* [Text provided]
** start **
Tell it goodbye: Cal to drop its baseball program

Bears' men's, women's gymnastics teams and women's lacrosse are also cut loose

By Rick Eymer

Palo Alto Online Sports

The University of California at Berkeley announced it will cut baseball from its athletic department, along with men's gymnastics, women's gymnastics and women's lacrosse team.

In addition, rugby, winner of 18 national titles in the last 20 years, will become a "varsity club" sport, meaning the school will cut off funding for the program.

Baseball dates to 1982 at Cal.

"I've been doing this long enough, and I'm shocked if that's the case," Stanford coach Mark Marquess said of the reports. "When I first started coaching it was George Wolfman, Dutch Fehring, Jackie Jensen, for three, Bob Milano for 22 years and then, Dave Esquer who played for me. They've had a very rich college baseball tradition, been to the College World Series a couple of times and won a national title. It's a sad day for college baseball."
** end **
* [Recorded information]
** start **
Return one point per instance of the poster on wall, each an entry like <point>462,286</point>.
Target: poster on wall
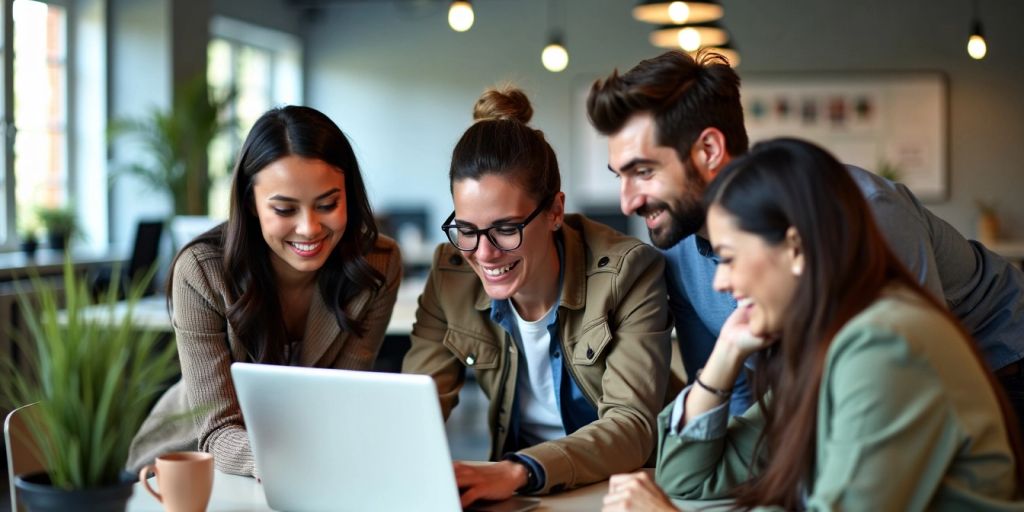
** end **
* [What this exercise asks]
1 – Under the announcement in the article on Cal dropping its baseball program, what will rugby become?
2 – Pick up the article on Cal dropping its baseball program after its final paragraph and write what comes next.

* [Expected answers]
1 – A "varsity club" sport, meaning the school will cut off funding for the program.

2 –
Oregon reinstated its baseball program in time for the 2008 season, giving the Pac-10 Conference a full complement of teams. The loss of the Bears would impact scheduling. Stanford and Cal continued to play a home-and-home series every year even after the conference went to a single round.

"It has an affect on all of the Pac-10," Marquess said. "You are talking about a program that started playing baseball in the late 1890s. That's over 100 years of tradition. Obviously it affects Stanford, because it's our traditional rival and obviously we are big rivals but we have a lot of good friends there."

The Bears finished 29-25 this past season and reached the NCAA tournament. They were eliminated by Oral Roberts in the Norman, Oklahoma regional. It is Cal's third NCAA regional berth since 2001 under Esquer, and the program's 11th NCAA regional berth all-time.

Cal won the first-ever NCAA College World Series title in 1947, and won the national title again in 1957. The Bears also placed third at the 1980 College World Series and also competed in the CWS in 1988 and 1992 under Milano.

"Some great players have gone through that baseball program," Marquess said. "It's not a situation where Cal has not been successful, they have been to the postseason two of the last four years and had first round draft picks. They've had a lot of guys sign. It's been a very successful program. It's just hard to believe."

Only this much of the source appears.